(Point placement records)
## begin

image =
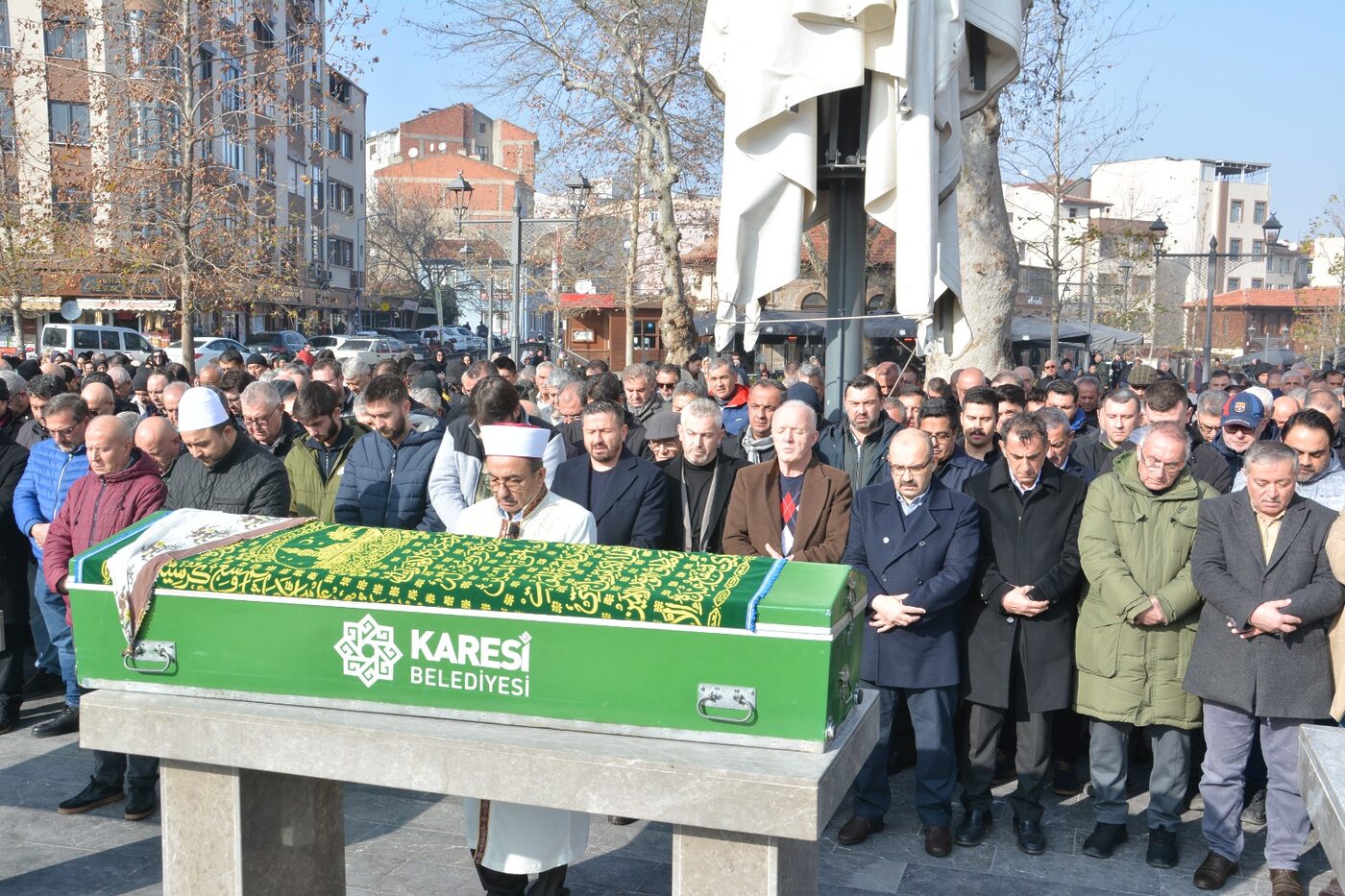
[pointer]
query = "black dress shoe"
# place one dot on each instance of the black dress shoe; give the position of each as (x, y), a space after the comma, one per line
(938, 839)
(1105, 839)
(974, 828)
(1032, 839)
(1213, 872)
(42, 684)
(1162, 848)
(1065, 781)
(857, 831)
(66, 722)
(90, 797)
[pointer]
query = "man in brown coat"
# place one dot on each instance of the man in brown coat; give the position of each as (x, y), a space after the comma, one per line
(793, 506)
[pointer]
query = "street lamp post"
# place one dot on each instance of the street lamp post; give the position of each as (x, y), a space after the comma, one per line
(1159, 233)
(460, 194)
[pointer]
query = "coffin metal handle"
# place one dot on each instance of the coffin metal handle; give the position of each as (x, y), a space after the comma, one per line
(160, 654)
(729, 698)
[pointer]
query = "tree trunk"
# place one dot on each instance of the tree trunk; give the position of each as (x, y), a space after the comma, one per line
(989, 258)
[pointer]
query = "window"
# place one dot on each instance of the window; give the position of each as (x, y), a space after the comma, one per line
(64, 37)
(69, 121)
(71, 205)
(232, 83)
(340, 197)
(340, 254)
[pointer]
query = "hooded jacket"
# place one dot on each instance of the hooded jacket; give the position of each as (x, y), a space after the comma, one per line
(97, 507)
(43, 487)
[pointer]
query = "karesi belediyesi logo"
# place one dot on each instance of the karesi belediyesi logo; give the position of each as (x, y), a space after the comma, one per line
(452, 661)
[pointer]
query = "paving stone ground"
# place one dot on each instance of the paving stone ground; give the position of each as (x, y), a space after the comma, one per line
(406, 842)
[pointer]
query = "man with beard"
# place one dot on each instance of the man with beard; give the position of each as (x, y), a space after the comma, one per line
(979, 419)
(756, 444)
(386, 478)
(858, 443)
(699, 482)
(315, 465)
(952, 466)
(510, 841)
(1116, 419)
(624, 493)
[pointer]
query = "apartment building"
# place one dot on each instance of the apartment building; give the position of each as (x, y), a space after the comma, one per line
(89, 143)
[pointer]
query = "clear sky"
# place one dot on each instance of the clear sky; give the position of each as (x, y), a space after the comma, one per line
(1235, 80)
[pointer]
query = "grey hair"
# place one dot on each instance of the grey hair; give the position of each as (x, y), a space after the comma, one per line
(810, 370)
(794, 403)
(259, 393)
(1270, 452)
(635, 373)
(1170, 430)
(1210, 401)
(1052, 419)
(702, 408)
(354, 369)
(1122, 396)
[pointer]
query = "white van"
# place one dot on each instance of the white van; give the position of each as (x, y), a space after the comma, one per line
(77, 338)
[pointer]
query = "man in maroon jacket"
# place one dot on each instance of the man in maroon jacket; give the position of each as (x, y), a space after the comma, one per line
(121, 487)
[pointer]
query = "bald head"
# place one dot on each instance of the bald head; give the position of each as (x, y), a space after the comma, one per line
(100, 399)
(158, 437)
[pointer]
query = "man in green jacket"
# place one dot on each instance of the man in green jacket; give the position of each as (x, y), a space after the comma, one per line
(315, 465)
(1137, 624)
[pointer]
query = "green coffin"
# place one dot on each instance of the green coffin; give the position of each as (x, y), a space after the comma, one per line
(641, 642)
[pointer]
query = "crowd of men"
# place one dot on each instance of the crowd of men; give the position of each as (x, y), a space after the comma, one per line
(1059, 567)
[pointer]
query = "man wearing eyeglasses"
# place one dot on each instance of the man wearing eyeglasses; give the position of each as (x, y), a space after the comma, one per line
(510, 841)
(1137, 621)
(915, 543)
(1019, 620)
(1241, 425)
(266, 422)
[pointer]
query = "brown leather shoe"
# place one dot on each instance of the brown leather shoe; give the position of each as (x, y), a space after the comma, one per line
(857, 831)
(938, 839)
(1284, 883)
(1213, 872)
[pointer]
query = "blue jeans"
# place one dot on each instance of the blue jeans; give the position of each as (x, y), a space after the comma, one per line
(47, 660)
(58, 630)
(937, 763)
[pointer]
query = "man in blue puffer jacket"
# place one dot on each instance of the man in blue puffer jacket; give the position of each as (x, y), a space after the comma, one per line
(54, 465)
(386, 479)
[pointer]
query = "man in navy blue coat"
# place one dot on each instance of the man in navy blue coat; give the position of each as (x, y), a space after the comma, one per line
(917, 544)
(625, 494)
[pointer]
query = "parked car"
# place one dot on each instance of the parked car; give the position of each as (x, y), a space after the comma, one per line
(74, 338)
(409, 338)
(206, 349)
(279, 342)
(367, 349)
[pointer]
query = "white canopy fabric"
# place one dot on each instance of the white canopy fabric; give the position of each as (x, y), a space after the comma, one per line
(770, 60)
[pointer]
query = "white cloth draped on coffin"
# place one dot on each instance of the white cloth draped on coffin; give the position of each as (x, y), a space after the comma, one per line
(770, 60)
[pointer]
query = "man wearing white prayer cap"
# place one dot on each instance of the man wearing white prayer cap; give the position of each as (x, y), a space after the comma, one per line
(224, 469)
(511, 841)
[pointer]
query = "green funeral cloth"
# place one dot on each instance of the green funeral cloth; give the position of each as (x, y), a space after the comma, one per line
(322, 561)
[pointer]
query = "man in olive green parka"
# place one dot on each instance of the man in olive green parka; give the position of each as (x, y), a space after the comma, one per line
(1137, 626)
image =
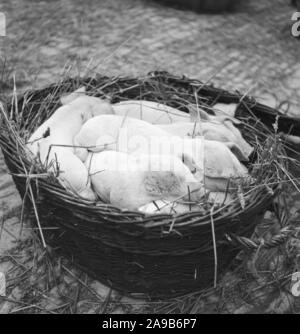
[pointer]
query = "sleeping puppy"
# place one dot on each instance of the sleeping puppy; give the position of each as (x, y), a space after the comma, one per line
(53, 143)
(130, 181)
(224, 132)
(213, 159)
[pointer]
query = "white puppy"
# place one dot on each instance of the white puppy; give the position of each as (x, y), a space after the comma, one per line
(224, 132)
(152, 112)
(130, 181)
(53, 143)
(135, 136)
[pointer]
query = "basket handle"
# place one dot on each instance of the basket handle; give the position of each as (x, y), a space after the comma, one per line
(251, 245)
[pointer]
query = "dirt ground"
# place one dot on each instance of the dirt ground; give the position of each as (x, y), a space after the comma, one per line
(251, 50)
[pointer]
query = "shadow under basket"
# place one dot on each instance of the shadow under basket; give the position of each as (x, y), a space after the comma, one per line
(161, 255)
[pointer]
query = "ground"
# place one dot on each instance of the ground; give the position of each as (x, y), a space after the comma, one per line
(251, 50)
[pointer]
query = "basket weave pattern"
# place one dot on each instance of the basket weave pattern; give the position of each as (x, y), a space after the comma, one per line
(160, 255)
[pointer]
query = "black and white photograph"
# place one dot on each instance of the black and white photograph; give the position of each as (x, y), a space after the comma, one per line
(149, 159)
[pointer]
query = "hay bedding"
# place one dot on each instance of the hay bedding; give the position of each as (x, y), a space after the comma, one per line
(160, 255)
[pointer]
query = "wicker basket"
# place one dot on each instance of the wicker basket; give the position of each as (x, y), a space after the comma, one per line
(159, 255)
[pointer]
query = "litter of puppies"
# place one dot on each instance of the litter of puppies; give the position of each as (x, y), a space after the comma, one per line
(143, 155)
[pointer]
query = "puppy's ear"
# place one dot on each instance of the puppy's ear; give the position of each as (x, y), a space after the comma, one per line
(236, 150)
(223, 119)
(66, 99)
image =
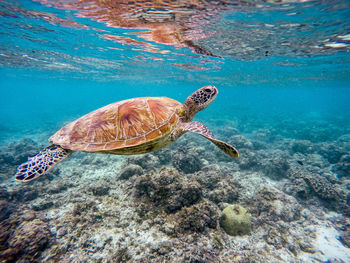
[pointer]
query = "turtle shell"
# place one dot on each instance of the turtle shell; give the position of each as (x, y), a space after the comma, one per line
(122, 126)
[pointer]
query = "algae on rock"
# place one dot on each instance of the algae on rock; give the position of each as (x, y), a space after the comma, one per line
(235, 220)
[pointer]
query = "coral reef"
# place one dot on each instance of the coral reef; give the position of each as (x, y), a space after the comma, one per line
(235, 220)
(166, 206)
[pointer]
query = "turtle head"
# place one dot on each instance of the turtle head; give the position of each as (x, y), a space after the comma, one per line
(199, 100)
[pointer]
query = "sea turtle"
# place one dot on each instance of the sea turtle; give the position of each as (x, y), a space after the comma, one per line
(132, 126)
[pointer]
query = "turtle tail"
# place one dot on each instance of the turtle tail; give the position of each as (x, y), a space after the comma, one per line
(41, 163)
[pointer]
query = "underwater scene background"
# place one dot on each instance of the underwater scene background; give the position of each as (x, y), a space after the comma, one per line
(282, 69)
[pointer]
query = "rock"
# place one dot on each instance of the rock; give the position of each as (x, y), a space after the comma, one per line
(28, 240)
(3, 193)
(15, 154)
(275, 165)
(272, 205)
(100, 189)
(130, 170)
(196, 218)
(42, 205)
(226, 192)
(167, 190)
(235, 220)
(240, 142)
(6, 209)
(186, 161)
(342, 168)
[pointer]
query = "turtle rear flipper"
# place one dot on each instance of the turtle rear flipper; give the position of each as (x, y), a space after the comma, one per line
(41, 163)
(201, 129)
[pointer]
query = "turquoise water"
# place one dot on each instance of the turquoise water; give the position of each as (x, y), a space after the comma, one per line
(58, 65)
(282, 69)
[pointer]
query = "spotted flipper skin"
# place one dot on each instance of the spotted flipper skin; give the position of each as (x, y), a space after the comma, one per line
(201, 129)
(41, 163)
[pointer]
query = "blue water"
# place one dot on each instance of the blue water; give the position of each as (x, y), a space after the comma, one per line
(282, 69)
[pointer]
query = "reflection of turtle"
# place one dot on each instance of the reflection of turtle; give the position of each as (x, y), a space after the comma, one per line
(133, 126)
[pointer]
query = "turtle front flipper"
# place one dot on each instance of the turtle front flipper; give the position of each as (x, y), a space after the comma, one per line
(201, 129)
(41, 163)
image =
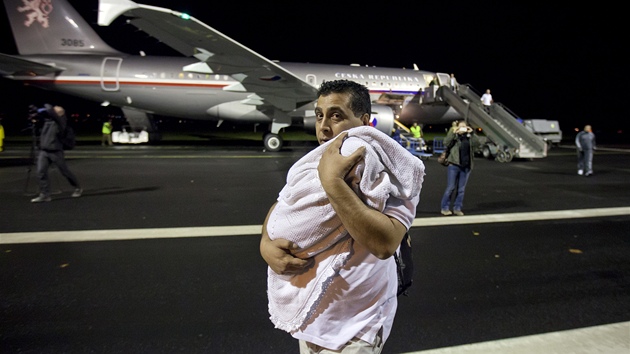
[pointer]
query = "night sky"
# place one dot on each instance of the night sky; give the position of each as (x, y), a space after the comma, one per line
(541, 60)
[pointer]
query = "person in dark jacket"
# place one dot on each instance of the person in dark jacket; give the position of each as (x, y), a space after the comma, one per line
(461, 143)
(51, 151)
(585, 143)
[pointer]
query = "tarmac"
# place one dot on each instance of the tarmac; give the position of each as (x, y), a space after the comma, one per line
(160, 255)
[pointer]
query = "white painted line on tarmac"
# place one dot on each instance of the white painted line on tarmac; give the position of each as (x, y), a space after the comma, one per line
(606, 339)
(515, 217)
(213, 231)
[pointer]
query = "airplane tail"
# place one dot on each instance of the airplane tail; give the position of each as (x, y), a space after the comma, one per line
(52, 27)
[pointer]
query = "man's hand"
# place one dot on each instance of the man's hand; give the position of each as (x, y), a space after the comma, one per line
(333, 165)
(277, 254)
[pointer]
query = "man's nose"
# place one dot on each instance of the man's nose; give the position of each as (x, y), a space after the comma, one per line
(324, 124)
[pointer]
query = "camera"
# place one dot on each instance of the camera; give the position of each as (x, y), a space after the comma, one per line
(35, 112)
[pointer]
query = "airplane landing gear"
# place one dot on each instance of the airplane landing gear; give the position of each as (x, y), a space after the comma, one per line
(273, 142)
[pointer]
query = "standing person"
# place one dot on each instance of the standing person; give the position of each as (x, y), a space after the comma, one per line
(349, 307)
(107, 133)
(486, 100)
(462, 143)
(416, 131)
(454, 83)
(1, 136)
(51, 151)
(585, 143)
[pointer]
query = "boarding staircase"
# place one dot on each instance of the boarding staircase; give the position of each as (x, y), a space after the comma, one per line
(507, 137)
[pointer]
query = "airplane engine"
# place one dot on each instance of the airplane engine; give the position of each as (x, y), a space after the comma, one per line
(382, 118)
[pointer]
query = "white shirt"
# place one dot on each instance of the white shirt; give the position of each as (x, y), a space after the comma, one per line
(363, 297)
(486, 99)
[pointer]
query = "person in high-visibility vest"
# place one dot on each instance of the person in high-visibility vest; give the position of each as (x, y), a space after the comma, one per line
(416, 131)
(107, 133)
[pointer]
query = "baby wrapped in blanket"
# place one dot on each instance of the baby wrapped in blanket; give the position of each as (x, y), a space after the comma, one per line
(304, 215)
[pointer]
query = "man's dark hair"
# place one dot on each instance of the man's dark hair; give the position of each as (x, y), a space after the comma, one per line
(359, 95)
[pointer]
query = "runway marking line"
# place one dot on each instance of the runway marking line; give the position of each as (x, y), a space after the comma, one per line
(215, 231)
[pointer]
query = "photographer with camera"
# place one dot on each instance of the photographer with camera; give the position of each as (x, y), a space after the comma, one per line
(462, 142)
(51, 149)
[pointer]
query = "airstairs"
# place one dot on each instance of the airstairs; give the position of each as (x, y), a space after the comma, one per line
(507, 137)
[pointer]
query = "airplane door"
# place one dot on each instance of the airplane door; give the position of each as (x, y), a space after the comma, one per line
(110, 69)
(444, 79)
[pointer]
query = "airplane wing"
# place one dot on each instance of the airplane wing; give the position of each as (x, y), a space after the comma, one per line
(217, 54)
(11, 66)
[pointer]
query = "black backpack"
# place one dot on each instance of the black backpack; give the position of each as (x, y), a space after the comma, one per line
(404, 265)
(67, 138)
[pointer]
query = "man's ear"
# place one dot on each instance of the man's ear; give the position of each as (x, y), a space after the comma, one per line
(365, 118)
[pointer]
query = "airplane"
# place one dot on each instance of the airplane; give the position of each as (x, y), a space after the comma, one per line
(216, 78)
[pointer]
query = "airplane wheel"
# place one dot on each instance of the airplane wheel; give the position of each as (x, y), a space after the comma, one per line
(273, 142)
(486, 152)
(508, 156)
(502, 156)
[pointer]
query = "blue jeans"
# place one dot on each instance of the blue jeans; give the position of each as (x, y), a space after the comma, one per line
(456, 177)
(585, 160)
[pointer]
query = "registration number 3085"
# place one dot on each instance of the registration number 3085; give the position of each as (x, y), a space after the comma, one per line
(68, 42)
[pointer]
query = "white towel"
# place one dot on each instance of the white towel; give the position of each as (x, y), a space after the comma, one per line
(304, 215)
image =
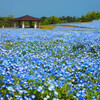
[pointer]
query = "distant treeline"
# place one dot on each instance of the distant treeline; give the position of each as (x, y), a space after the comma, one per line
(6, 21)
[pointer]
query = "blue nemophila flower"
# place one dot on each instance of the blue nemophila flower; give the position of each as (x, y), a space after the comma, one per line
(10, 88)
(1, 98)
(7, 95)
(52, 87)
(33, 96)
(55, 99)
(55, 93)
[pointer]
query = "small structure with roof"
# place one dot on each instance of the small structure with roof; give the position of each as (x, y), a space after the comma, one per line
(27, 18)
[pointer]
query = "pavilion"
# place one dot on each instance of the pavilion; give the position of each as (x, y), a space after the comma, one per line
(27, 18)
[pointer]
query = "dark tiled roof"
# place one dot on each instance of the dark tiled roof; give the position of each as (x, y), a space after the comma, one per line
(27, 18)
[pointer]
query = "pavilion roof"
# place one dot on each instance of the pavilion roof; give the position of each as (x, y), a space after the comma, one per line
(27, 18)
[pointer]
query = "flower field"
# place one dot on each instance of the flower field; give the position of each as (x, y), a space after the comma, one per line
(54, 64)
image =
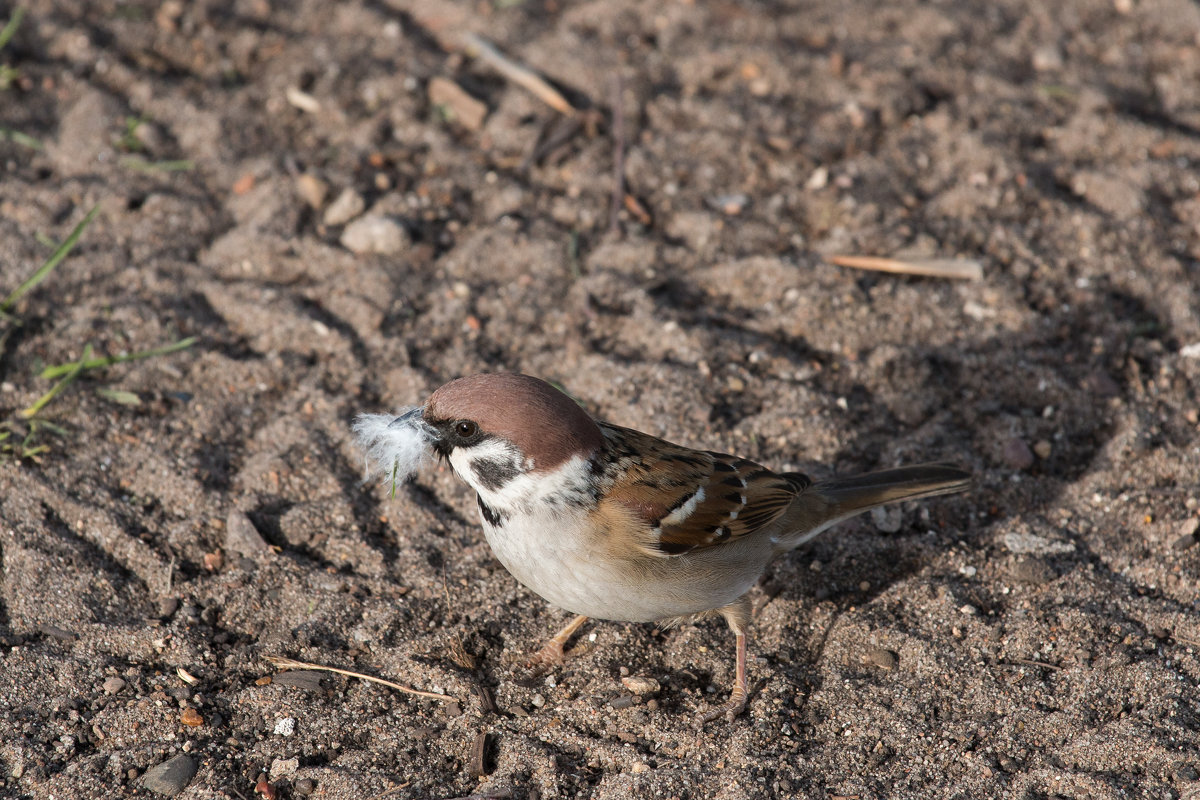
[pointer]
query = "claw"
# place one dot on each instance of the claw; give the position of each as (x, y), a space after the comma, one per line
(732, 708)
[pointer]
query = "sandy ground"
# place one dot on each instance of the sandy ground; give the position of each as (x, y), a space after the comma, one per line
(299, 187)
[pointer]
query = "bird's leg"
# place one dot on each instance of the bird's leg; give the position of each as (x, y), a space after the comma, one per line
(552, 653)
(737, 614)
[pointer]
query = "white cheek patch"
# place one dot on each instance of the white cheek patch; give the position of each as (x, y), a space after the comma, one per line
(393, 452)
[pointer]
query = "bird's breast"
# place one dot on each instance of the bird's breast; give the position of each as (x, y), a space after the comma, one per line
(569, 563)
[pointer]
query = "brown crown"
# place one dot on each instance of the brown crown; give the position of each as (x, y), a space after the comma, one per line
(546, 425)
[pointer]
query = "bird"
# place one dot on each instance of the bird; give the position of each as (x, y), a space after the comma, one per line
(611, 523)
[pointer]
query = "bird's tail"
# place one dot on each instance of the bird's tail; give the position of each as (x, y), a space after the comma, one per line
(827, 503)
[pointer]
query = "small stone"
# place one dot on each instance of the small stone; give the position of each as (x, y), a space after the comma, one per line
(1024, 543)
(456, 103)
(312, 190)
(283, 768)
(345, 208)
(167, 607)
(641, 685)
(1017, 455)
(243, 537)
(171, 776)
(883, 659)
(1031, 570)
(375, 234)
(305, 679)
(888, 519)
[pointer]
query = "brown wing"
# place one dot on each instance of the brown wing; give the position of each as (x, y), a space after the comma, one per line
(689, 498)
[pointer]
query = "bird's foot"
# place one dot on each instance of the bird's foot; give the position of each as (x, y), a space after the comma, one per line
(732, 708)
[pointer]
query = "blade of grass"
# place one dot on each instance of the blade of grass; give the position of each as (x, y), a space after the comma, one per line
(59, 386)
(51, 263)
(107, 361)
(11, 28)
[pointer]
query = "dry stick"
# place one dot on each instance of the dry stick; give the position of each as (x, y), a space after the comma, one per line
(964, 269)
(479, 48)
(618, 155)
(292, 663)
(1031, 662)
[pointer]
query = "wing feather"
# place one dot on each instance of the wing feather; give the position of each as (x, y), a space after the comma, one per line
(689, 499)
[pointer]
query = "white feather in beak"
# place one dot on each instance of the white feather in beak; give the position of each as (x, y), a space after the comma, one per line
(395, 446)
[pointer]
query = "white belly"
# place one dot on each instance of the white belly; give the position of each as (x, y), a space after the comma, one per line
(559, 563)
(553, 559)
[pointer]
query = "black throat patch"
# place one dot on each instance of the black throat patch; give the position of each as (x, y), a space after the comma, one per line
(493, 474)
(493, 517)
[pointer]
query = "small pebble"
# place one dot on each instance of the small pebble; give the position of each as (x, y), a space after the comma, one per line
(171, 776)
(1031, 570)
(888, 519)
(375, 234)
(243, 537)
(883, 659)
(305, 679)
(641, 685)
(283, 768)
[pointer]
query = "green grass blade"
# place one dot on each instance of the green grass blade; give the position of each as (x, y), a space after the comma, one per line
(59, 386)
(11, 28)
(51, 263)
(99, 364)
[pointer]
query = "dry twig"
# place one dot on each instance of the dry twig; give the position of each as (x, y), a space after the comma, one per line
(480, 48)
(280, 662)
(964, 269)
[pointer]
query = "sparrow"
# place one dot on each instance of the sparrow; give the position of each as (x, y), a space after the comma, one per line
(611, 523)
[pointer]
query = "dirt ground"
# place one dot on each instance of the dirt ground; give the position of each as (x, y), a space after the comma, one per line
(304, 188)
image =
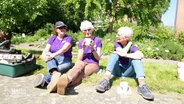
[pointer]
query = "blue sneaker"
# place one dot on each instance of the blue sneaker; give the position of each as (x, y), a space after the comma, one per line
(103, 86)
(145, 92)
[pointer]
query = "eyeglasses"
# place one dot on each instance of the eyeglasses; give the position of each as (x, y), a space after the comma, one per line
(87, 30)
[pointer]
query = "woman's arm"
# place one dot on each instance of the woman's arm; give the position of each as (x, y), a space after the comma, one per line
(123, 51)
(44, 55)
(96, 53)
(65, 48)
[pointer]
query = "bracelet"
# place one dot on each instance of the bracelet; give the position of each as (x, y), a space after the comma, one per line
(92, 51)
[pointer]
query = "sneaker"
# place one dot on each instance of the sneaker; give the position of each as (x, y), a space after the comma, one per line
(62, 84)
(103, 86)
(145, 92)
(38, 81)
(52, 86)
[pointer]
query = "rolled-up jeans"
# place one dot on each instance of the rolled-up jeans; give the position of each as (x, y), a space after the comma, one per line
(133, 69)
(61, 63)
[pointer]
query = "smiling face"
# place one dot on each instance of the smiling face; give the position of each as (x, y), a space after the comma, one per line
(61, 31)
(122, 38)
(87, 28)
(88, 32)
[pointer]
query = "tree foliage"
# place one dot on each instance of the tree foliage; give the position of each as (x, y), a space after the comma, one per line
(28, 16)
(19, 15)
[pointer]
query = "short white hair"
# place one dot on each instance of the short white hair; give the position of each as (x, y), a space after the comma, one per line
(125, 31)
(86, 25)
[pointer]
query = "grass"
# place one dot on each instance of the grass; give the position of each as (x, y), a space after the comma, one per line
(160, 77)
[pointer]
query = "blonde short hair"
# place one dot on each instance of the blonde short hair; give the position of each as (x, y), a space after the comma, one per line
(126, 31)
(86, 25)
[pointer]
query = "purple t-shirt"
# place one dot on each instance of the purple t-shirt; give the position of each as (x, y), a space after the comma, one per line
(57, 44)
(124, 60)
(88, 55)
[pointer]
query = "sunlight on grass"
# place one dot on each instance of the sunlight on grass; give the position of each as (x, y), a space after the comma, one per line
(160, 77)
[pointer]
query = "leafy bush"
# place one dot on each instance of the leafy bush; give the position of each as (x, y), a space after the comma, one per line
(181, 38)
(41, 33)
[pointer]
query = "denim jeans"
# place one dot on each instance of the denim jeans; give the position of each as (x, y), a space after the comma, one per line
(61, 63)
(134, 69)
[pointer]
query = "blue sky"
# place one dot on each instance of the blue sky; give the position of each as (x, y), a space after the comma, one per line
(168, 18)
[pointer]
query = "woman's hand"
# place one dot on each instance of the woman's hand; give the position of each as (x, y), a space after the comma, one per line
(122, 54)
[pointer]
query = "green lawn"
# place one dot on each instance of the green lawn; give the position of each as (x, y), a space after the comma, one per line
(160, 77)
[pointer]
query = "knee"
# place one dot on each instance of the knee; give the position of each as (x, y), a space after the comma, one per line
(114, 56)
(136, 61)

## end

● Work required
List every line in the entries that contains the string "backpack", matching case exactly.

● Reply
query = "black backpack"
# place one dot on each instance of the black backpack; give the position of each as (x, y), a space after the comma, one per line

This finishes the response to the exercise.